Excerpts from pointing data

────────

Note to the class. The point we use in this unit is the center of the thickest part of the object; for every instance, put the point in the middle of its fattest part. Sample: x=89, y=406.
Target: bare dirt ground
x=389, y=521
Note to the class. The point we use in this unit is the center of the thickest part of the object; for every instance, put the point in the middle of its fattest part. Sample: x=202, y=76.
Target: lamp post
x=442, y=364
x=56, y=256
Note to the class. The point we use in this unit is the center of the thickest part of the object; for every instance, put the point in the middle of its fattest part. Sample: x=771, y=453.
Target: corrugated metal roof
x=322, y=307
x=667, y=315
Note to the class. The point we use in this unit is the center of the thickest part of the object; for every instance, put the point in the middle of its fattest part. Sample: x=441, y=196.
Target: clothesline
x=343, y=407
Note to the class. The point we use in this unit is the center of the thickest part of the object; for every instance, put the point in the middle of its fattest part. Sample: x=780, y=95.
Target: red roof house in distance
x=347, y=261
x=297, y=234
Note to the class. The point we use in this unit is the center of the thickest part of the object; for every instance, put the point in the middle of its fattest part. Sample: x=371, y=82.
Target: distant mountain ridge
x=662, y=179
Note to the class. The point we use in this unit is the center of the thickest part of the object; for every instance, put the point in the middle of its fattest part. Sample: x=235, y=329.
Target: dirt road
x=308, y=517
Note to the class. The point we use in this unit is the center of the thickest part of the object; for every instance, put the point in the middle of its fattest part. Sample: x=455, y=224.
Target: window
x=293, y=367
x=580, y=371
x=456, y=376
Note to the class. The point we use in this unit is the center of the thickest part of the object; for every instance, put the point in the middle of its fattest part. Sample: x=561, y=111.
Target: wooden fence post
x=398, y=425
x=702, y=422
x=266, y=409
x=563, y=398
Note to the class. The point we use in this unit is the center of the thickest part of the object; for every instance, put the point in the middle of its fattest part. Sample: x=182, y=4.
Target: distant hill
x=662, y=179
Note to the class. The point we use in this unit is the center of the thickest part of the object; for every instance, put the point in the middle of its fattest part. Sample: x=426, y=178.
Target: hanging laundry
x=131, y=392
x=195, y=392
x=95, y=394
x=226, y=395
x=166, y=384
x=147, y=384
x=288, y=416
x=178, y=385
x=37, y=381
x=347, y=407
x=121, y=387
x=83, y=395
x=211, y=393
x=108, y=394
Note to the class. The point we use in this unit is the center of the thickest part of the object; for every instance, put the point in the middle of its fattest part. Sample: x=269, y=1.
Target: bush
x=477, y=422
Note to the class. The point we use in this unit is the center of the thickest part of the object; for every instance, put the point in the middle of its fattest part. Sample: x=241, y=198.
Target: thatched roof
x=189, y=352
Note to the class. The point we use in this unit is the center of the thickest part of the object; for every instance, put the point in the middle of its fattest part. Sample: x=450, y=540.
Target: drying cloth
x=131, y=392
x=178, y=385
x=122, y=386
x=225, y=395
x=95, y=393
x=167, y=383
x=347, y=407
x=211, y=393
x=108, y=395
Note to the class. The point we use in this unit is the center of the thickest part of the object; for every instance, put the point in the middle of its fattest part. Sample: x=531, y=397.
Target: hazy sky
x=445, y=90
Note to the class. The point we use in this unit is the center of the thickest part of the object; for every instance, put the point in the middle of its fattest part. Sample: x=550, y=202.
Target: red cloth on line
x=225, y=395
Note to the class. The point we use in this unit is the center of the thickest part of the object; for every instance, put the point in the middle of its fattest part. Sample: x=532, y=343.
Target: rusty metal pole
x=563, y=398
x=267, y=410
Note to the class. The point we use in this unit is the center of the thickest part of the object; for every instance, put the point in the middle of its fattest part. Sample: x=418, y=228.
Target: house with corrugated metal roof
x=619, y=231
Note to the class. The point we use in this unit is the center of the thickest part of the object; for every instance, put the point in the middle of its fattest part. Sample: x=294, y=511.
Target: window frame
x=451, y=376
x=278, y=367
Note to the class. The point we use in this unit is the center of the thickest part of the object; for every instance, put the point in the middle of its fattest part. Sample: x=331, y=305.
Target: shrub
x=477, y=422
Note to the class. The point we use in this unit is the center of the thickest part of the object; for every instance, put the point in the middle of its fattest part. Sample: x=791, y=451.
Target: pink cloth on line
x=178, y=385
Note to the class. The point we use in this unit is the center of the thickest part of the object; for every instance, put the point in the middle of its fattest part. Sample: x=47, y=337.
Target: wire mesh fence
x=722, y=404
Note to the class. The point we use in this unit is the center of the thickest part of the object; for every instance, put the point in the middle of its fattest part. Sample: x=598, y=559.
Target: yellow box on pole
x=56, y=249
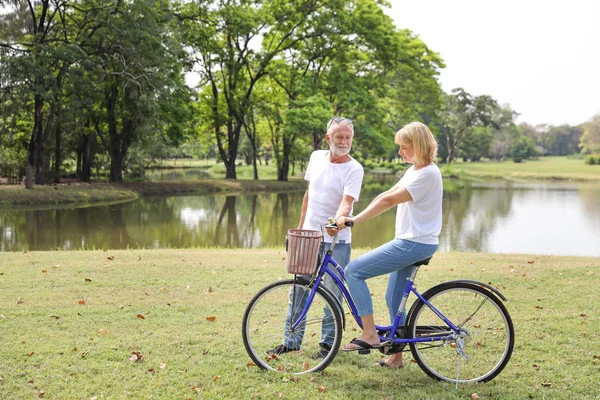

────────

◆ **Work to be completed**:
How many lines of the records above contain the string "pole"? Case counts. Reply with the number alone.

◆ **Response to this task**:
2